Data records
## Begin

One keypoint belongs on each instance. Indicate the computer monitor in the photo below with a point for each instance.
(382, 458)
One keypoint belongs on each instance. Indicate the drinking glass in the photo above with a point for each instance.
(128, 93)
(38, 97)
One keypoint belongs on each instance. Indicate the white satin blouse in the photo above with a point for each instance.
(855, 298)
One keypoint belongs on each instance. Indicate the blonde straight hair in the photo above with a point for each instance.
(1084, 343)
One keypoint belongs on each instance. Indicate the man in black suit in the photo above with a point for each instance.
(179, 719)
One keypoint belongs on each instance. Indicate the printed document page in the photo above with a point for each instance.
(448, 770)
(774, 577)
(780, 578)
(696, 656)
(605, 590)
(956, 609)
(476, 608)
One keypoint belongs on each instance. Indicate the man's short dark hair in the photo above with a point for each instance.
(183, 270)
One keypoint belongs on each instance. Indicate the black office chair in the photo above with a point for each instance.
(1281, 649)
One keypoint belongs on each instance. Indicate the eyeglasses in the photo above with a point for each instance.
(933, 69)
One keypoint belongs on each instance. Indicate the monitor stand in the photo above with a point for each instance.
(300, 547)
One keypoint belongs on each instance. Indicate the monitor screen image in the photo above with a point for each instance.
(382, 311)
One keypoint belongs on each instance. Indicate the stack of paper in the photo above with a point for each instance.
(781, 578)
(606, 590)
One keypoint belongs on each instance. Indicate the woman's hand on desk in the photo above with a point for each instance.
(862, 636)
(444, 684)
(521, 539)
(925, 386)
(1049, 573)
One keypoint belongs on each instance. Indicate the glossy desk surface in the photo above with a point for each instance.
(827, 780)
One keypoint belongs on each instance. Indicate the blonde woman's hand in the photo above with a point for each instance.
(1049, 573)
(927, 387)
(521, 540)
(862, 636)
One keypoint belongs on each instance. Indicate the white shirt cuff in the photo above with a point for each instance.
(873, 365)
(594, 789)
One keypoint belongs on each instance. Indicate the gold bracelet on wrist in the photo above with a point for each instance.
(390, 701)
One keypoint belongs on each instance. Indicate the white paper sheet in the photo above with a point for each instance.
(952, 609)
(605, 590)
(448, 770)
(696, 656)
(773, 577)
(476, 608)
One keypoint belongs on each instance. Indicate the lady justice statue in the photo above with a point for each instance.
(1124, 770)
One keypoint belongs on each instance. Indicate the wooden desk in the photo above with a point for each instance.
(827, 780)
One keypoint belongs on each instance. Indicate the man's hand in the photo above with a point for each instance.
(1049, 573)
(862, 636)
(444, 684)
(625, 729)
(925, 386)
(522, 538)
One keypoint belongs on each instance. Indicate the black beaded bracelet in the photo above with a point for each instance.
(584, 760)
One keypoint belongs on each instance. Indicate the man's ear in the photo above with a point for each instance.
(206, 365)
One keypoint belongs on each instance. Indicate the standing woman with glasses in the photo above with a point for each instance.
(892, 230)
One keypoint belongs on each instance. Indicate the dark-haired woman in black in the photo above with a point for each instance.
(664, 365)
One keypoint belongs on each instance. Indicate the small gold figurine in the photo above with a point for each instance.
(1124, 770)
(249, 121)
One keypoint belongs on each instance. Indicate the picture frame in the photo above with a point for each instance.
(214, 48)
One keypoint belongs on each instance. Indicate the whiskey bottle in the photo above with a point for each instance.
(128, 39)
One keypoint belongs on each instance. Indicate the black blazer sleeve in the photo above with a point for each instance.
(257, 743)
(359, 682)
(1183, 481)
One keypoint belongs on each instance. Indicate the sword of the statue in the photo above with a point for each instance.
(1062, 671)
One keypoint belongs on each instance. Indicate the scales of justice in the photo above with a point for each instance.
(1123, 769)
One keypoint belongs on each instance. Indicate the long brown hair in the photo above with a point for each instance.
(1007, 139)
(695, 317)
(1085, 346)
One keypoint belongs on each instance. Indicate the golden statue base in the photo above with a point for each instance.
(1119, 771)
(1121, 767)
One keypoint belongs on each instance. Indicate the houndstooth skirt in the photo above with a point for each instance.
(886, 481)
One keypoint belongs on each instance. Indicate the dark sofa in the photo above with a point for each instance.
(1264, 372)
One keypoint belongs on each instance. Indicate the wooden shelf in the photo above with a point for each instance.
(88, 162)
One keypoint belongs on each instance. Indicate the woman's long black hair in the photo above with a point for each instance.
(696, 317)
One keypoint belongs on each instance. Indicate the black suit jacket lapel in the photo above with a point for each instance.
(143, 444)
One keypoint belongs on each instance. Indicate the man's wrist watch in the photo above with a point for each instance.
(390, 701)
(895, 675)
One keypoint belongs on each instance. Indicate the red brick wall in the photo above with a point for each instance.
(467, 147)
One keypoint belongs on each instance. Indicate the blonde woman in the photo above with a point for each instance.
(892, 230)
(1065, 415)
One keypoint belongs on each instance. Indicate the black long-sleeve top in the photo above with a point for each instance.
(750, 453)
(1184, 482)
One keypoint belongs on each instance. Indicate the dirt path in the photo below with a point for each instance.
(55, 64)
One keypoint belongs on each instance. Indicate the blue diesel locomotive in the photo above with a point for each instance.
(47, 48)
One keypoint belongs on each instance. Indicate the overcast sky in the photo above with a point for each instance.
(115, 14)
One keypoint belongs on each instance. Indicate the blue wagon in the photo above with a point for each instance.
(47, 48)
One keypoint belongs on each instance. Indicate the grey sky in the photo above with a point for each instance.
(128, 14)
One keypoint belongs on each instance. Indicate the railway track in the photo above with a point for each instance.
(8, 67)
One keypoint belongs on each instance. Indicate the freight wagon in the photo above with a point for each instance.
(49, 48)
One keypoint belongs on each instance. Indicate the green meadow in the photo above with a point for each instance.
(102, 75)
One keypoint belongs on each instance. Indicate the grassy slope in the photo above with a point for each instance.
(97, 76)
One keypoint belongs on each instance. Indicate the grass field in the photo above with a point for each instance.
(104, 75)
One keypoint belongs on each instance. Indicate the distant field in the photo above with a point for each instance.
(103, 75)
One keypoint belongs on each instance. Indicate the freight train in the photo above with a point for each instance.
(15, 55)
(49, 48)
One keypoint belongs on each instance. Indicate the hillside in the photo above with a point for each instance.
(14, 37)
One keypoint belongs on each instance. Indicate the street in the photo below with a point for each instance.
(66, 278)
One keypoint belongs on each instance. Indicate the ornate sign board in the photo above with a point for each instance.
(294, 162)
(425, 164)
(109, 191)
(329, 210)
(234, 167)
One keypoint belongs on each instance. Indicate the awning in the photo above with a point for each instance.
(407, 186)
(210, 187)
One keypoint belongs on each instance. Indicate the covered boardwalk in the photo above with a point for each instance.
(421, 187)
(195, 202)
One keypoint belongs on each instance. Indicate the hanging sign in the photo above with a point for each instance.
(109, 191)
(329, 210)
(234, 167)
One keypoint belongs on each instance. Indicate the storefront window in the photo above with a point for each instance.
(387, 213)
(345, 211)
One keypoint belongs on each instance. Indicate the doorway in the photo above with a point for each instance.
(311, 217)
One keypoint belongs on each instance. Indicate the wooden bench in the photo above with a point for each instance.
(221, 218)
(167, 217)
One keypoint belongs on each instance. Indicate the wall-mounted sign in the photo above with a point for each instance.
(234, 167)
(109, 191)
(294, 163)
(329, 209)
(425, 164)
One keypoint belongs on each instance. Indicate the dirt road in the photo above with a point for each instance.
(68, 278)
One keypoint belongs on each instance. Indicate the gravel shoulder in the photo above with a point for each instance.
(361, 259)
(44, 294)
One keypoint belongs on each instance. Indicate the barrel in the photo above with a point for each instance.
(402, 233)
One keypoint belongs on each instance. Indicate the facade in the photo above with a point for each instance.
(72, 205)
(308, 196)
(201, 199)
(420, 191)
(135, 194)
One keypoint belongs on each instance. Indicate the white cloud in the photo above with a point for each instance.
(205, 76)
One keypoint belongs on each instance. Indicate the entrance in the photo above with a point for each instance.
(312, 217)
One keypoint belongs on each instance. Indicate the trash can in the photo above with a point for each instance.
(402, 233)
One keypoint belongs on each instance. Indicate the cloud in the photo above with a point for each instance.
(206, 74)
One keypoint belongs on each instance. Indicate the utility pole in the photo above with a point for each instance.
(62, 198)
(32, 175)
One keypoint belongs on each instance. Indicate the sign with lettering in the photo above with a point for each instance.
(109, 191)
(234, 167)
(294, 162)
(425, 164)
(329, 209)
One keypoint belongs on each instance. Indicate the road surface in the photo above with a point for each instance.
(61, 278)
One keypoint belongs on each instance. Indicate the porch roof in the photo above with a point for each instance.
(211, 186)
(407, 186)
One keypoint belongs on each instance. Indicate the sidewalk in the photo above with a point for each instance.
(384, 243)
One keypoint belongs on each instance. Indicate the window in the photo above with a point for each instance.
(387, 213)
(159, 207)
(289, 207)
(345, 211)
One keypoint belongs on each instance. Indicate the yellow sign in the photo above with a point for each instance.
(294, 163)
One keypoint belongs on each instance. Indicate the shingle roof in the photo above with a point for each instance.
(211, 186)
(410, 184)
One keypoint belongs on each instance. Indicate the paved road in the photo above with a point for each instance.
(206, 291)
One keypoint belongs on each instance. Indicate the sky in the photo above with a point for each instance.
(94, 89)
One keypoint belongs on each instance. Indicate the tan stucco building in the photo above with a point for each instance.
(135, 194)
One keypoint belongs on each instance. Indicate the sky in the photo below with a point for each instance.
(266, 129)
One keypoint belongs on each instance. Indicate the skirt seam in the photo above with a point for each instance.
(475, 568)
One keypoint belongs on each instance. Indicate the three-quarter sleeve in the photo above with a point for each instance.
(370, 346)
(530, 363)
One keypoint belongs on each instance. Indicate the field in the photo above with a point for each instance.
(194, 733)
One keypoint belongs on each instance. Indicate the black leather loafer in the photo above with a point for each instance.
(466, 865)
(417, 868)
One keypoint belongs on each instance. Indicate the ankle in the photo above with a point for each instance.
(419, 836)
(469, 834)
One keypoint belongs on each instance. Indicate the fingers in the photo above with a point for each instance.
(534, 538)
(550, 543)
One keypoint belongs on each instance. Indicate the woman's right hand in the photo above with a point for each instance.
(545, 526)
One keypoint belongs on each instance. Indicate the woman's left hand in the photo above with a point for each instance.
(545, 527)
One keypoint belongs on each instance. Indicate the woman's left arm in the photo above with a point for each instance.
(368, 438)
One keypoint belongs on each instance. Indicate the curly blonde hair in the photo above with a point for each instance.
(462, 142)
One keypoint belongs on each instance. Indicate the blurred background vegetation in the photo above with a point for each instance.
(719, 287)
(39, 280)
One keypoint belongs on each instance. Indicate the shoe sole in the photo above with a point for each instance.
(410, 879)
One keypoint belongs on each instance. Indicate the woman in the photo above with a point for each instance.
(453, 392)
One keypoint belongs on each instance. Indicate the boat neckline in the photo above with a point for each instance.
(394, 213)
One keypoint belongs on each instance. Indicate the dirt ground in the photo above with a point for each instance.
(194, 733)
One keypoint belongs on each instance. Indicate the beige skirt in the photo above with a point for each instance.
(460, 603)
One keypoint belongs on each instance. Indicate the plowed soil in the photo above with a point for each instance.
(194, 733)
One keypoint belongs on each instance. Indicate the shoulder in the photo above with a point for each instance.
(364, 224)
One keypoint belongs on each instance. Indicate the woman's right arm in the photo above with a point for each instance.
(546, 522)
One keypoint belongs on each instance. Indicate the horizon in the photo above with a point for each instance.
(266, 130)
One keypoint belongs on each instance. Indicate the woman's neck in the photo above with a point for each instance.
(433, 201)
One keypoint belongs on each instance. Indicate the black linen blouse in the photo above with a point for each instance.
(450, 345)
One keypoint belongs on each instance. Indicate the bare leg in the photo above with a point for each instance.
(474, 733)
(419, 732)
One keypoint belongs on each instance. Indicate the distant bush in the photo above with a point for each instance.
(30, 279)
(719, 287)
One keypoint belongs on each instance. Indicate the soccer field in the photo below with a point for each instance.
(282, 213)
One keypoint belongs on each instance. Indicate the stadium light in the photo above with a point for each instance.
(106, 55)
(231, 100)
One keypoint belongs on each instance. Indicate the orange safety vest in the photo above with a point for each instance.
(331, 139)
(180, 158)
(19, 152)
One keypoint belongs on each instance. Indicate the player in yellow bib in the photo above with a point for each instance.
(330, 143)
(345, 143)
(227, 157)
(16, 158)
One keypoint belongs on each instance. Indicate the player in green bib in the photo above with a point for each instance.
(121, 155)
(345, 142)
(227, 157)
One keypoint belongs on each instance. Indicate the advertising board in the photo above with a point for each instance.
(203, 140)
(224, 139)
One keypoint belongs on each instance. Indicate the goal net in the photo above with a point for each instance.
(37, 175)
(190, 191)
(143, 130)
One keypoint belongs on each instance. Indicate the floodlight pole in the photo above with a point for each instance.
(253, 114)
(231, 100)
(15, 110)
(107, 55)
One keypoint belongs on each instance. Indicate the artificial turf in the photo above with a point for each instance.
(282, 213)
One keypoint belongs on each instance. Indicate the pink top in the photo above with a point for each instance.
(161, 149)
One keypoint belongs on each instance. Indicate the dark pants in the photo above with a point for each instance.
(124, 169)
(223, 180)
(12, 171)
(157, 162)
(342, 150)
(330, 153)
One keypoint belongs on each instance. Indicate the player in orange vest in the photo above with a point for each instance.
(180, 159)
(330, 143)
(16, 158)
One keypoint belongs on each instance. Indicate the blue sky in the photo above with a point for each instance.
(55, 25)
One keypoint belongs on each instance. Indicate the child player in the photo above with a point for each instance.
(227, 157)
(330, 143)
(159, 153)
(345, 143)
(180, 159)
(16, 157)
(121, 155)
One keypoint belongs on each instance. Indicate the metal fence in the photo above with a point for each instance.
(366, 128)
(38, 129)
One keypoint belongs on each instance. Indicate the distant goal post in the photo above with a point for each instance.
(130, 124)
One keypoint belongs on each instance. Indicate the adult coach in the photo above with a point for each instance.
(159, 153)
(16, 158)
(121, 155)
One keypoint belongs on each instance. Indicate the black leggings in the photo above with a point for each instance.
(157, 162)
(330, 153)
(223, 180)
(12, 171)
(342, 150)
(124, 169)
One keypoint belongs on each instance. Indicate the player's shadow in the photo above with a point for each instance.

## End

» **Given exercise**: Emit verbatim the lines running from the one with "One keypoint belongs on each instance. Indicate the goal" through the last line of the data, both endpoints inclusive.

» **Complete response**:
One keypoint belongs on each instance. Indicate the goal net in the photo above with a point for each instance.
(37, 175)
(190, 191)
(143, 130)
One keypoint belongs on each instance. Indicate the floodlight pole in the photo above with a point for each instance.
(253, 114)
(231, 100)
(15, 110)
(107, 55)
One keypoint belongs on each instance. Indicate the artificial turf in the photo above with a point for each instance.
(282, 213)
One keypoint belongs on each instance. Indicate the pink top in the photo above with a point for each instance.
(161, 149)
One keypoint belongs on each instance. Indicate the dark pants in the photo above with a point for each instance.
(124, 169)
(223, 180)
(12, 171)
(157, 162)
(342, 150)
(330, 153)
One keypoint belongs on each instance. Indicate the player in orange vest in the photo above with a point for each instance.
(180, 159)
(330, 143)
(16, 158)
One keypoint belongs on each instance. Indicate the blue sky in the photo above with a point for each instance.
(55, 25)
One keypoint belongs on each instance. Indicate the child player in the photo above with a point for each instance.
(227, 157)
(330, 143)
(159, 153)
(345, 143)
(180, 159)
(16, 157)
(121, 155)
One keypoint belongs on each instance. Indicate the metal fence in the photo above with a point for each instance.
(366, 128)
(38, 129)
One keypoint belongs on each instance. Indicate the distant goal post in the photo above with a point for each instance.
(130, 124)
One keypoint belongs on each instance. Indicate the adult coach in the photo above with a point for each instance.
(159, 153)
(16, 158)
(121, 155)
One keypoint belongs on each instance. Indicate the black leggings in the photo above with a point for each instance.
(157, 162)
(330, 153)
(223, 180)
(12, 171)
(342, 150)
(124, 169)
One keypoint belongs on each instance. Indicate the player's shadow in the photo above with a point for each instance.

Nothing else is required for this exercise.